• **Given exercise**
Starting at the line with "Task: indicate one point per instance of the vaulted", transcribe each line through the final one, both included, and add nothing.

• **Dataset records**

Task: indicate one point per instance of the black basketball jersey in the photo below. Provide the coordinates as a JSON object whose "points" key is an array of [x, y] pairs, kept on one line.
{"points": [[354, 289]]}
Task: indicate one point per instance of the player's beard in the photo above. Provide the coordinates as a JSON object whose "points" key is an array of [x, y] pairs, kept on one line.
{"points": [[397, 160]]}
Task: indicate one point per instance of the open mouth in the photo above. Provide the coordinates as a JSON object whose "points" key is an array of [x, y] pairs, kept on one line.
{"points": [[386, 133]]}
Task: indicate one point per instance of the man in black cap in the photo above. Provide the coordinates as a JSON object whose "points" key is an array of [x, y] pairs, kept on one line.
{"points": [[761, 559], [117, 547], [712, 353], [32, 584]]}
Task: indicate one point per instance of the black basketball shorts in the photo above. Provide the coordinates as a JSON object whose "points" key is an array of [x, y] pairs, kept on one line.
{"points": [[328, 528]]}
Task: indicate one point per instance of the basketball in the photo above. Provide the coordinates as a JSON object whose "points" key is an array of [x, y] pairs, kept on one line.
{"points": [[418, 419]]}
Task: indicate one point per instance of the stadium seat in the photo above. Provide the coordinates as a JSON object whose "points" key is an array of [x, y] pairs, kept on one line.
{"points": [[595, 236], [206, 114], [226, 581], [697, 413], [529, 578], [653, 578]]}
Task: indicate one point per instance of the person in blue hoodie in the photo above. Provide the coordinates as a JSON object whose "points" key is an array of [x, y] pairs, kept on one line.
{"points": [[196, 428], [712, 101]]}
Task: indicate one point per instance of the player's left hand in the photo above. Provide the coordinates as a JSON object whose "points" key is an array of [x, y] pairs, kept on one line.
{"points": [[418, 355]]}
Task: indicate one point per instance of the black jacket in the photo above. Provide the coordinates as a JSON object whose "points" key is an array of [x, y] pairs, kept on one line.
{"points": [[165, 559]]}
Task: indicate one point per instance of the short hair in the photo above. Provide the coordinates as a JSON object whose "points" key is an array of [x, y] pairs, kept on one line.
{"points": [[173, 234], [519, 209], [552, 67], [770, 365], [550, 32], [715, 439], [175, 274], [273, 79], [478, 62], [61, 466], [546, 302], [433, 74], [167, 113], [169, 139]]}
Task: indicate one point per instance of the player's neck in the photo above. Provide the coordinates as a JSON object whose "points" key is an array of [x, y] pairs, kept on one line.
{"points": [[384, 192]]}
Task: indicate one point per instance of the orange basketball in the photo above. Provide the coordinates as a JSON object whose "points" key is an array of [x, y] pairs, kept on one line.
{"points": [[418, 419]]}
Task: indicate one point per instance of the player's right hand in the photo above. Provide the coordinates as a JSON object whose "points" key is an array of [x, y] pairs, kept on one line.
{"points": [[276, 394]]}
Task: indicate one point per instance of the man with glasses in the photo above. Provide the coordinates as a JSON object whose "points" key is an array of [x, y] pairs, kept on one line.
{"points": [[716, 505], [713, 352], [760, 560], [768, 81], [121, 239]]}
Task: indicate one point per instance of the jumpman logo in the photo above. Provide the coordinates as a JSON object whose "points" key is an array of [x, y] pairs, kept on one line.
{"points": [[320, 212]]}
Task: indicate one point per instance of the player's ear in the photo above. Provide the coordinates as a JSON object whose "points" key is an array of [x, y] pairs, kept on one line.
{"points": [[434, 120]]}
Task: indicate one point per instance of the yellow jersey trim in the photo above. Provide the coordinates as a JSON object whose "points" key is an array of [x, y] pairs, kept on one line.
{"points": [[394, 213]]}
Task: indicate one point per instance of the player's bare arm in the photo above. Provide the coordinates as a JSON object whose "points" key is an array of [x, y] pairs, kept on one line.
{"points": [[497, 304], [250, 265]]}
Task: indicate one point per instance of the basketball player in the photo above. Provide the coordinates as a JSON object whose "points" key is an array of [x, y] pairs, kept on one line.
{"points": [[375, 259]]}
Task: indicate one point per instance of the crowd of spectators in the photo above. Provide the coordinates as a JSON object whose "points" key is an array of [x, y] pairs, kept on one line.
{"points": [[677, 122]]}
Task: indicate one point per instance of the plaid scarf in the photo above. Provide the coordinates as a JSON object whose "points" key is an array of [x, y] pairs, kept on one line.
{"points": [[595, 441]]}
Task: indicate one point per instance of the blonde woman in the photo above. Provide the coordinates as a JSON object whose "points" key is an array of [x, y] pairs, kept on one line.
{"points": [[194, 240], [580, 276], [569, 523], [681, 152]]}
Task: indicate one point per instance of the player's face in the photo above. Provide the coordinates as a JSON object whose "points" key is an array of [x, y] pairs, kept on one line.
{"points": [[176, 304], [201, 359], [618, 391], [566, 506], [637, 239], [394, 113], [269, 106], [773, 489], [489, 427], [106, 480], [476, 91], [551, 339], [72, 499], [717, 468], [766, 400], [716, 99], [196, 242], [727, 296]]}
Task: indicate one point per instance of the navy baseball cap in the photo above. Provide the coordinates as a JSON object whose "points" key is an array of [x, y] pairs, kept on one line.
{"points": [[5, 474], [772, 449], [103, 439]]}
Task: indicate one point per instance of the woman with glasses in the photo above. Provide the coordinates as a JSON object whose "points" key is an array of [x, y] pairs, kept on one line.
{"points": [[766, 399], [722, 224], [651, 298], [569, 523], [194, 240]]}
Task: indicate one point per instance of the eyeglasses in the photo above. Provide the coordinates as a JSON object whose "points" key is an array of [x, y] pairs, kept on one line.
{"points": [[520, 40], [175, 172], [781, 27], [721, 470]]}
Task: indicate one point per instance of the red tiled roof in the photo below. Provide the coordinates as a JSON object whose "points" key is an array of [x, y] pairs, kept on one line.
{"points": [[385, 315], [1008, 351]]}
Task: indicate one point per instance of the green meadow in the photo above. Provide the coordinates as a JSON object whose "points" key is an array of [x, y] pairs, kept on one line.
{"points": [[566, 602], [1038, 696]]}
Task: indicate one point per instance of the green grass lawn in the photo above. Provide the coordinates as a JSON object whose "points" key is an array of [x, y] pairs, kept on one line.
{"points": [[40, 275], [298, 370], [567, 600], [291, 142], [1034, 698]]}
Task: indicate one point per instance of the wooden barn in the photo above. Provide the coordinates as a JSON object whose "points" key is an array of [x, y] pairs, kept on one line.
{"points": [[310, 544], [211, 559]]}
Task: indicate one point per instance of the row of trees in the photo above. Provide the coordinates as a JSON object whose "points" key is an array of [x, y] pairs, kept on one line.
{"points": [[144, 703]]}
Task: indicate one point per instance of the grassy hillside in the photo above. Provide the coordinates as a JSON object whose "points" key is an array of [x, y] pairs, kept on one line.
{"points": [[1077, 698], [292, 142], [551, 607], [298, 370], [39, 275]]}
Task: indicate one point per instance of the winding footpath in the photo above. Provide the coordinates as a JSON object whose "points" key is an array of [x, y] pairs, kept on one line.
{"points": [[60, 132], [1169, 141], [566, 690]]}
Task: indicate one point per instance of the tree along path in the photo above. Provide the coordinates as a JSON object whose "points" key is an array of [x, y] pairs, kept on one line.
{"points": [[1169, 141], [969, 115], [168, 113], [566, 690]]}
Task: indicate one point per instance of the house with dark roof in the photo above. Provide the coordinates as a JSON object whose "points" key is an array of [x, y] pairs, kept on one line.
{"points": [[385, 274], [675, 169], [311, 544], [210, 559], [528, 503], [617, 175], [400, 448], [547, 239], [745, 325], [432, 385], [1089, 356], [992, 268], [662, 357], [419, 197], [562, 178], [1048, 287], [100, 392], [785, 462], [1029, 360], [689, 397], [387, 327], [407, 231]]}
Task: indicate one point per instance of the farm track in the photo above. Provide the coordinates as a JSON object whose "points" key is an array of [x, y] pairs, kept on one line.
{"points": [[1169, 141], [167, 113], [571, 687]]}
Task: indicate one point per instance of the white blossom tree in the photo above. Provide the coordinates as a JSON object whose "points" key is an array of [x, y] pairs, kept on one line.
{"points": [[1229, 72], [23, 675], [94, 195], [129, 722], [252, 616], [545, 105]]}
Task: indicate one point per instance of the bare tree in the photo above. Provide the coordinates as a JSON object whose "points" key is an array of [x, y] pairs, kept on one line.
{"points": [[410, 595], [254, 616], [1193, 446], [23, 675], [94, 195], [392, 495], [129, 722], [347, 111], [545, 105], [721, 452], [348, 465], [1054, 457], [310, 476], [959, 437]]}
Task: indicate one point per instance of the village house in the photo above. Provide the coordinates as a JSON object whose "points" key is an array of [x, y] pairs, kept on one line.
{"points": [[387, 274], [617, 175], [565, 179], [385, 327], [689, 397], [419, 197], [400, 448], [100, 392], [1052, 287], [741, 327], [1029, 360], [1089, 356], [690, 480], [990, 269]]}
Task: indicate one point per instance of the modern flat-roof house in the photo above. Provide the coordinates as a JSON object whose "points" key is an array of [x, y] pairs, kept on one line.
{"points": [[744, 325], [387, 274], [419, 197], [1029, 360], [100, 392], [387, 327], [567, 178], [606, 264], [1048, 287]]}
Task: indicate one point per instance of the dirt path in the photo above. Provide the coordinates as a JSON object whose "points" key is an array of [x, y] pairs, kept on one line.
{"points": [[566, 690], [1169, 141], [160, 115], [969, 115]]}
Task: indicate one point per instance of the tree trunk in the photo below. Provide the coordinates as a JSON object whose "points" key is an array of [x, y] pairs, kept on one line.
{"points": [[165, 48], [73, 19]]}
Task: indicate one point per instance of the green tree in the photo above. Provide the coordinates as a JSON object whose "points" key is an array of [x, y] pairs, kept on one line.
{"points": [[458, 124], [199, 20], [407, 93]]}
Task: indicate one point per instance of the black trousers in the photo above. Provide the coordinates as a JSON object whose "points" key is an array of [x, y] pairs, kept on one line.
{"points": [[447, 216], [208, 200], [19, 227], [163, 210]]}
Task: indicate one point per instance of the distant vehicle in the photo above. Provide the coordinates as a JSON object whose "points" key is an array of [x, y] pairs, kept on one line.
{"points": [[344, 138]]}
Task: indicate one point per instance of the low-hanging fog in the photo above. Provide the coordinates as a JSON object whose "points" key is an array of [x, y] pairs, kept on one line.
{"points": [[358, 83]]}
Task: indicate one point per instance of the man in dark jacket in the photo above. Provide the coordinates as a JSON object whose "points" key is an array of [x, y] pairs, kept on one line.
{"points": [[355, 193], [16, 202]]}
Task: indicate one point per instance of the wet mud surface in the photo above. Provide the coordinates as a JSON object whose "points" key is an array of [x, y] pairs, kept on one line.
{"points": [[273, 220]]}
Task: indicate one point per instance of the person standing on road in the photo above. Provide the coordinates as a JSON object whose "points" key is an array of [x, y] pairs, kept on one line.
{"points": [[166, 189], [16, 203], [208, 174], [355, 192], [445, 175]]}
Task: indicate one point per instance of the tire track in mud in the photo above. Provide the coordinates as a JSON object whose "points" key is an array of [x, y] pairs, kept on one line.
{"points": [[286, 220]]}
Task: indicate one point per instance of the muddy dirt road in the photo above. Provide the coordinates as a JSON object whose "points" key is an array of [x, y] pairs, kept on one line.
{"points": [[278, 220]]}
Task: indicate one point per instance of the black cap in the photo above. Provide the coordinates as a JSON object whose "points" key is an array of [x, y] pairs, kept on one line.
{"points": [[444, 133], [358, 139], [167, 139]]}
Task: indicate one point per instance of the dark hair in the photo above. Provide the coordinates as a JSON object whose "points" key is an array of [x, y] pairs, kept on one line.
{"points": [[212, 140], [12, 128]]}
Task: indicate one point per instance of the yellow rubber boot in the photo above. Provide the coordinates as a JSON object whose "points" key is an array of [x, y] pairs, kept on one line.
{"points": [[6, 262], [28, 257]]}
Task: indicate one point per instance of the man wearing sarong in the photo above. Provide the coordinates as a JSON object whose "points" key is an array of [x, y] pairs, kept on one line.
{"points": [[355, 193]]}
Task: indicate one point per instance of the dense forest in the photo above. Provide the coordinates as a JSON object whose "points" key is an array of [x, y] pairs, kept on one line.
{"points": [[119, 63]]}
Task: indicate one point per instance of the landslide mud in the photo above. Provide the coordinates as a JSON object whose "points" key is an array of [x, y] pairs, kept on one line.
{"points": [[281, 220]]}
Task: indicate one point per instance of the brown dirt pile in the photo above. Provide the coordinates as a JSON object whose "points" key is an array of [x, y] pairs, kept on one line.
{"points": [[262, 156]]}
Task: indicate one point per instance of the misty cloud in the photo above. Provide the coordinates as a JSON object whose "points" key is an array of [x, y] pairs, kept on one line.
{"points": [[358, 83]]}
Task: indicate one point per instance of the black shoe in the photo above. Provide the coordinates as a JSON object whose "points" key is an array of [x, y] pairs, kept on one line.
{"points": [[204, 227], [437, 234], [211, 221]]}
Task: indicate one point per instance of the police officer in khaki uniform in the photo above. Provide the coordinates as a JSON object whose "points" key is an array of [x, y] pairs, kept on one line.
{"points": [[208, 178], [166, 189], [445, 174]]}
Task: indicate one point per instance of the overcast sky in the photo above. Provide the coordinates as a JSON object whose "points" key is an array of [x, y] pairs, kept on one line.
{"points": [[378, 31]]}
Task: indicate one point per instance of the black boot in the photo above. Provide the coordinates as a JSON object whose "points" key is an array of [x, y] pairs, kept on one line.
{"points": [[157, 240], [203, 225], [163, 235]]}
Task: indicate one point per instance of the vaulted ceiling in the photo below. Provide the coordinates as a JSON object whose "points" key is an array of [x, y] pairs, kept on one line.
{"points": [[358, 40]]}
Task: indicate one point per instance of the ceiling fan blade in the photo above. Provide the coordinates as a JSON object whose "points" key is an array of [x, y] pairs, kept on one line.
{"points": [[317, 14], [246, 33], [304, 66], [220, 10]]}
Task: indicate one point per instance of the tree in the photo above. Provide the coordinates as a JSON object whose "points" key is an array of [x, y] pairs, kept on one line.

• **Full response**
Task: indicate one point per instance of the vaulted ceiling in the photo below. Provide the coordinates as a JSON object whose "points" key is an array of [x, y] pairs, kept on one line.
{"points": [[358, 40]]}
Task: indicate one point per instance of the ceiling fan blade in the photo above. Provide the coordinates as a JSON object whose "points" key is an array of [x, y] pairs, kept on one line.
{"points": [[317, 14], [246, 33], [304, 66], [220, 10]]}
Task: indicate one point per instance of the tree in the photo above. Provide the coordinates as a JSON object whose "points" key is an array of [x, y] pairs, kept on one line.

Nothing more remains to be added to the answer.